Brano:

______

In secondo luogo, è da sottolineare il peso determinante che gli operai, i lavoratori bianchi e neri, hanno avuto nell'elezione di Barak Obama. E' un fatto che invita ad una riflessione, e noi vogliamo farlo rievocando brevemente il ruolo che le lotte operaie e le lotte degli afro-americani hanno avuto nella storia del movimento operaio e popolare degli Stati Uniti. 

Nella prefazione a un'edizione americana della sua classica opera La situazione della classe operaia in Inghilterra, Engels - esaltando l'immensa portata di quella grande ondata di scioperi operai americani che aveva raggiunto il culmine nel 1886 - scriveva:

«La maniera con cui i proletari hanno fatto la loro apparizione sulla scena è assolutamente straordinaria. Ancora sei mesi fa nessuno sospettava nulla, ed ora essi si presentano all'improvviso come masse organizzate, tanto da seminare il panico nella classe capitalistica. […] I movimenti spontanei, istintivi, di queste larghe masse del popolo lavoratore in un paese che si estende in modo così gigantesco, il contemporaneo esplodere del comune scontento di queste stesse masse per le tristi condizioni attribuite ovunque alle stesse ed identiche cause, ha risvegliato in esse la coscienza di essere una classe nuova e particolare della società americana. […] E' molto più importante che il movimento si estenda, che progredisca regolarmente,   metta radici e abbracci quanto è possibile l'intero movimento operaio americano, piuttosto che vederlo partire e progredire fin dall'inizio sulla linea di una correttezza teorica perfetta». E, con audace previsione per un futuro ancora lontano, così concludeva: «Che gli americani un bel giorno ci si mettano, con l'energia e la virulenza loro propria e, in confronto, noi in Europa saremo dei bambini».

______

Righe di dati:
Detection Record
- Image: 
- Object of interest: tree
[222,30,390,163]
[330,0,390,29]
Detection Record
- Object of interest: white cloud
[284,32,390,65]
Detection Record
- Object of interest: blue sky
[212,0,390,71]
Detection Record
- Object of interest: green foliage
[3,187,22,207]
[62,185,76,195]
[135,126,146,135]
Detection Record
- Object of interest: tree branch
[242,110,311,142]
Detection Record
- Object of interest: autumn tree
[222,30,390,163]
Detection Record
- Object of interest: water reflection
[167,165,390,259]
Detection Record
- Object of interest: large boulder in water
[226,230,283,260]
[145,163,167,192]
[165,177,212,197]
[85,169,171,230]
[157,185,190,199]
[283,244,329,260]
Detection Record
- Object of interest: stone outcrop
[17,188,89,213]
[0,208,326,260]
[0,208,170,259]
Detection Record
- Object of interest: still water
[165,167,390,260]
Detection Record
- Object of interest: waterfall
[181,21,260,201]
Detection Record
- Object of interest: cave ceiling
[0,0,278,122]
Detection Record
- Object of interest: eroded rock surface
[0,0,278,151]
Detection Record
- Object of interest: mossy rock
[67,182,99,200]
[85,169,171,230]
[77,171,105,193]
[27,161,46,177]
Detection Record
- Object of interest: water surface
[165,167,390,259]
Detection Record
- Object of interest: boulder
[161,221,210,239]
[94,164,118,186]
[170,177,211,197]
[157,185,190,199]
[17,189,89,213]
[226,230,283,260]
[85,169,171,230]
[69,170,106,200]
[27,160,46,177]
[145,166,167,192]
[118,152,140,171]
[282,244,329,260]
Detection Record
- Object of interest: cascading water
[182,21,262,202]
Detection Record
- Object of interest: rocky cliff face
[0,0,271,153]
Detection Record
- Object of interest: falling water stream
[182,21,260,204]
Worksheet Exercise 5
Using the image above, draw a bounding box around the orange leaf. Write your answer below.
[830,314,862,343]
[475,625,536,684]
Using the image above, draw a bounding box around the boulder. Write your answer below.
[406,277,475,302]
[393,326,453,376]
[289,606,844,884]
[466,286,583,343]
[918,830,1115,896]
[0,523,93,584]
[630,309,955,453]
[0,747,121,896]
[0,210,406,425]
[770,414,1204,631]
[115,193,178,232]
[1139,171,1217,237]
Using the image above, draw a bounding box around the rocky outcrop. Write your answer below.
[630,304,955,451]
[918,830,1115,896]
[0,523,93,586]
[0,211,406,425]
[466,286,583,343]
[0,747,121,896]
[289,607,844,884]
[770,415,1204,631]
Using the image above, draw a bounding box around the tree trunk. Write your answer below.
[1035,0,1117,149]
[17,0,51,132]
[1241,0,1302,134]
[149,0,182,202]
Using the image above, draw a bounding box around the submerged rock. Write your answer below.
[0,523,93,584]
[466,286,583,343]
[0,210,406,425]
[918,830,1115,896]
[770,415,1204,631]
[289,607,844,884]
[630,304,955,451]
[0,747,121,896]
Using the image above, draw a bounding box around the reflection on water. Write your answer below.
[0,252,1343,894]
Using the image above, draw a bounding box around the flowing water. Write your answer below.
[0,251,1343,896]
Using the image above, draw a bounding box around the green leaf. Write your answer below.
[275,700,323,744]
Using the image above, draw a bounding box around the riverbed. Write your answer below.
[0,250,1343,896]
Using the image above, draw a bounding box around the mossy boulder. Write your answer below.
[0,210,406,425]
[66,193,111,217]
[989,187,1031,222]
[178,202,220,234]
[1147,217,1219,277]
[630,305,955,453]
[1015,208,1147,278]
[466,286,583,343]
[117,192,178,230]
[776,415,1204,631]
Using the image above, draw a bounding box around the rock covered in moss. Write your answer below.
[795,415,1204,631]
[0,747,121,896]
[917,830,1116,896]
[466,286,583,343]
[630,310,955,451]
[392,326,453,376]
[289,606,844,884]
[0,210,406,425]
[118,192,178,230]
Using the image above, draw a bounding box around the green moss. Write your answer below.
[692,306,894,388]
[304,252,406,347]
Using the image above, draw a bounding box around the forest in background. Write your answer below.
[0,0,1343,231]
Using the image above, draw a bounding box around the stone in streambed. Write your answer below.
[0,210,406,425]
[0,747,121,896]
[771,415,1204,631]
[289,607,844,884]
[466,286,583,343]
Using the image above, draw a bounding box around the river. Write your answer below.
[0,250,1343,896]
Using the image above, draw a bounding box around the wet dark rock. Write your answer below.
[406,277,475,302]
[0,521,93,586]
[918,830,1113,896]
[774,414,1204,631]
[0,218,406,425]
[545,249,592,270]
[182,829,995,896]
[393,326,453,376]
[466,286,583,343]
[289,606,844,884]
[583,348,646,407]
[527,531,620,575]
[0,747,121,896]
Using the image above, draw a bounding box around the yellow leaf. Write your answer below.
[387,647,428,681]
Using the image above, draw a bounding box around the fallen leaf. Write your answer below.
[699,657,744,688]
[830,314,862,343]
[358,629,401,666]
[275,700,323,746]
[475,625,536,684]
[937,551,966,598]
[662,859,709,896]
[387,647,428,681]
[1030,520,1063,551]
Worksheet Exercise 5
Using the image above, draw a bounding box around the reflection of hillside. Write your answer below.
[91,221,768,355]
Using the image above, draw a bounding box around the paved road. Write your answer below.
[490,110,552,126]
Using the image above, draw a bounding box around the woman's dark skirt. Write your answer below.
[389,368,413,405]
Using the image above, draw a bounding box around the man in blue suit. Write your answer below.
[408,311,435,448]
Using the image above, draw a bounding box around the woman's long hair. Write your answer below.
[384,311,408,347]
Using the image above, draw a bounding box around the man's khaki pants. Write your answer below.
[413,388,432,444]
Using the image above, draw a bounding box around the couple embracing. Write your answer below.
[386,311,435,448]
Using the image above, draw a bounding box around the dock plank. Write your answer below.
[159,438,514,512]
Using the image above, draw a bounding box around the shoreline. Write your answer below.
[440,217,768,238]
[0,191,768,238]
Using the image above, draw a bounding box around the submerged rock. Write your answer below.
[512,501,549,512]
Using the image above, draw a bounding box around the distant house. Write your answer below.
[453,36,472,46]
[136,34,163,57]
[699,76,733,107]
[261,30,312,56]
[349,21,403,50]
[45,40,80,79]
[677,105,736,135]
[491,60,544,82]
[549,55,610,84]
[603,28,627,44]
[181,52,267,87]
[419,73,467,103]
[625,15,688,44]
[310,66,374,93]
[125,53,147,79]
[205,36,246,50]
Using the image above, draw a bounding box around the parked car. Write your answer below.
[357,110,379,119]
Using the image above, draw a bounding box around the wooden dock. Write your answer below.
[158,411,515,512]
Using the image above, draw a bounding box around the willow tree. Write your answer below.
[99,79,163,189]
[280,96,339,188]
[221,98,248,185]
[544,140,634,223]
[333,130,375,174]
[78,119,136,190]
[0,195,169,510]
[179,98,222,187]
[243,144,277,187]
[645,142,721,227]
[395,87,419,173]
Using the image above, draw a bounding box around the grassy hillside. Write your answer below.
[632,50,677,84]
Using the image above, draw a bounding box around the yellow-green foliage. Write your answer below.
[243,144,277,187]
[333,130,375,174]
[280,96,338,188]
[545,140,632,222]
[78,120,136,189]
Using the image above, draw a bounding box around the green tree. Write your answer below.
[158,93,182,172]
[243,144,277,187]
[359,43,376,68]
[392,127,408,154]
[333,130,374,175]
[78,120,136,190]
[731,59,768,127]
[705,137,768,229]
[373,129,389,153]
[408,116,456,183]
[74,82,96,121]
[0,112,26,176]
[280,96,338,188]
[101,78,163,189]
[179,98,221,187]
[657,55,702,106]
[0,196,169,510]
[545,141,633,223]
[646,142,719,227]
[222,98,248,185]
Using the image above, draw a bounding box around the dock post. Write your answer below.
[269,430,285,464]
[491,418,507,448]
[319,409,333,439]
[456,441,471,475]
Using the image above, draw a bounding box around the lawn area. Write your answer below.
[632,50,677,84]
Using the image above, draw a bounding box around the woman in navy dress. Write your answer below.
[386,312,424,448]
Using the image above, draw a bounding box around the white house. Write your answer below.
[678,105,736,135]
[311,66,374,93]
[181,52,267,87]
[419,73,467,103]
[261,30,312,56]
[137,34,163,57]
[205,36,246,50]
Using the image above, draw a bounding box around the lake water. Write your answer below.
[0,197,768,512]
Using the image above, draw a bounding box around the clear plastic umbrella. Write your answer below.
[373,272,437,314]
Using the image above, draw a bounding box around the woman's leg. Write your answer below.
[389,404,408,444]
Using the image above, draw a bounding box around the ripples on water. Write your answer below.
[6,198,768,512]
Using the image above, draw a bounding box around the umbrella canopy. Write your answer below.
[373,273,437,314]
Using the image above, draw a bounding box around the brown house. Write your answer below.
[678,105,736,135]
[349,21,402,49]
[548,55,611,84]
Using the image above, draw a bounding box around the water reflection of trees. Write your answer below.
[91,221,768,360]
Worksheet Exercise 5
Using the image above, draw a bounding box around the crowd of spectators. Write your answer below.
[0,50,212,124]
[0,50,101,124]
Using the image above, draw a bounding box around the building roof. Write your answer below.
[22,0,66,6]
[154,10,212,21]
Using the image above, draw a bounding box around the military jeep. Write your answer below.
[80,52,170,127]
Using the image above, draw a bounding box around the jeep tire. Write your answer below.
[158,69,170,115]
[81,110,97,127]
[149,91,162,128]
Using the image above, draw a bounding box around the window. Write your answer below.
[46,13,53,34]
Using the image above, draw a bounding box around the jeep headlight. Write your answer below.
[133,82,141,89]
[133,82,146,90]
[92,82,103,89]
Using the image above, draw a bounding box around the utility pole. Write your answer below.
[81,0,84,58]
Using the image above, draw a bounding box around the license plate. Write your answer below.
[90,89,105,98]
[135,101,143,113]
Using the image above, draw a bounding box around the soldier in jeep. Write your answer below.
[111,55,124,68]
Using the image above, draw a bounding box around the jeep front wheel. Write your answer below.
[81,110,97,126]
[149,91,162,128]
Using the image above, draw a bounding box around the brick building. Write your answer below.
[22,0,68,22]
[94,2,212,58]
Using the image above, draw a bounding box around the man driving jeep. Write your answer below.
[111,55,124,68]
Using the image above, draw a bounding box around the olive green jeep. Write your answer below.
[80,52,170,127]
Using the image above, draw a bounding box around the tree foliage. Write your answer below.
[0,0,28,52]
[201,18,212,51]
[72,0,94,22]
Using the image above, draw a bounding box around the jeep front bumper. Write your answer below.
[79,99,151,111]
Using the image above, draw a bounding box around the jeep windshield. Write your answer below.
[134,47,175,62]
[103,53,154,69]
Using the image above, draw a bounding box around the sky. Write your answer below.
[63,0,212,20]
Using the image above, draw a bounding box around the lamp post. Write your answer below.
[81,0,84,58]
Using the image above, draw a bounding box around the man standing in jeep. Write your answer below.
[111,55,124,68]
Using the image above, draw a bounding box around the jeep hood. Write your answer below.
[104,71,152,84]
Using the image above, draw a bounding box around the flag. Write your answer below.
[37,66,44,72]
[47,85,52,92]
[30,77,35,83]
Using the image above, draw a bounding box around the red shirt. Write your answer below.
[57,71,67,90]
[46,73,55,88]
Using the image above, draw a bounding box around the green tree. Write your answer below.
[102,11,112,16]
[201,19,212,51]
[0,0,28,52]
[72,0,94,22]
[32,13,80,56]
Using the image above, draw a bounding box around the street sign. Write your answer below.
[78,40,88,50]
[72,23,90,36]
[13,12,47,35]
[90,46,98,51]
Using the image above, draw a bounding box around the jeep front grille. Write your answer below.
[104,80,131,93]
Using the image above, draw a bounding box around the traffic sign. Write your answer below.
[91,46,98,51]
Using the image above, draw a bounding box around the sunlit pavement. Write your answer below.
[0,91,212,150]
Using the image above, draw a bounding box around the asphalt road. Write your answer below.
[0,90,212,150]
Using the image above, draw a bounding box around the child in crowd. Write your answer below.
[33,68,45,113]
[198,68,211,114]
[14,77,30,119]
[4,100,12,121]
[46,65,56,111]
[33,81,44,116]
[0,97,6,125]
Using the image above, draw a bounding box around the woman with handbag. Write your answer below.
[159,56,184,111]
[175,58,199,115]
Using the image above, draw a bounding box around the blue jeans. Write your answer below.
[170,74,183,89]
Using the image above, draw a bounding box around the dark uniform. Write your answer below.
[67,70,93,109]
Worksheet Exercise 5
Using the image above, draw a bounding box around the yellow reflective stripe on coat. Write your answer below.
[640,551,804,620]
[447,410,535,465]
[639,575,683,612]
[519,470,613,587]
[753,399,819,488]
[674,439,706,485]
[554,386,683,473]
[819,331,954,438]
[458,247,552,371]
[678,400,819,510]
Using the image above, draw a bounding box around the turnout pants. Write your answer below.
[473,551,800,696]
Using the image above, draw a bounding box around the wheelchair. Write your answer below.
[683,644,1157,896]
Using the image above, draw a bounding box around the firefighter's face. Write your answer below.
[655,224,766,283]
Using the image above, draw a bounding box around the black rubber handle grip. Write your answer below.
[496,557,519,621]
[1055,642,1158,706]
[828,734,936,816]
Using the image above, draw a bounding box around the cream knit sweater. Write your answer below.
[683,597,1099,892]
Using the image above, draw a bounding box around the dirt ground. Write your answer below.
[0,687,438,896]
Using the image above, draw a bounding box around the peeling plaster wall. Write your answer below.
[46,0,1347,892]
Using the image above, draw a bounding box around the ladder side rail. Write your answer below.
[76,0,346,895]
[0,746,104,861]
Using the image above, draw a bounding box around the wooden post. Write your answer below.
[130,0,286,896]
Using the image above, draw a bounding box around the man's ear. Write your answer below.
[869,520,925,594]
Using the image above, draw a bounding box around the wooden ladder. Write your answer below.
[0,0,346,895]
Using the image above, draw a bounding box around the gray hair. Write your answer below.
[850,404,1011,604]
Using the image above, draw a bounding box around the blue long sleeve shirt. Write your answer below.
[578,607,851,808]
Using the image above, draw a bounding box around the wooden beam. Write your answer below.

______

Consegna: Prosegui il brano sulle lotte operaie negli Stati Uniti a partire dal punto in cui si interrompe. Le voci qui non hanno alcun ruolo.

Esito dell'esercizio:
Non potendo ripercorrere qui tutto il lungo cammino compiuto dal movimento operaio americano nel diciannovesimo e nel ventesimo secolo, dai Knights of Work degli anni '70 e '80 dell'Ottocento agli Industrial Workers of the World del primo ventennio del Novecento, alle lotte dei camionisti degli ultimi anni del secolo scorso, vogliamo solo ricordare qualche episodio delle battaglie che i proletari statunitensi - sfidando anche i rigori di dure leggi repressive come la legge Taft-Hartley - condussero negli anni '60 del Novecento, quando si registrò il maggior aumento della combattività operaia in corrispondenza della guerra del Vietnam, che aveva causato la perdita costante del potere d'acquisto dei lavoratori, in seguito all'inflazione dovuta all'estensione della guerra indocinese durante la presidenza Kennedy.

Nel dicembre 1962, la lotta di 3.500 tipografi newyorchesi per forti aumenti salariali dette inizio a una battaglia che durò 114 giorni e costrinse alla resa alcuni dei giornali colpiti dallo sciopero, dopo che gli operai ebbero respinto l'arbitrato proposto da Kennedy (quel… grande amico dei lavoratori!).

Nel 1966 New York fu paralizzata dallo sciopero dei 36.000 lavoratori dei trasporti pubblici, che chiedevano la settimana di 32 ore (invece di 40), un aumento di salario del 30%, e il diritto alla pensione dopo 25 anni di servizio. La Corte Suprema dello Stato di New York vietò lo sciopero, ma il sindacalista Mike Quill - che guidava l'azione - stracciò in mille pezzi, davanti alle telecamere, l'ingiunzione ricevuta, esclamando: «Si agiti pure il giudice nella sua toga. Mi rifiuto di interrompere lo sciopero. Andrò in galera, anche se dovessi morirvi dentro».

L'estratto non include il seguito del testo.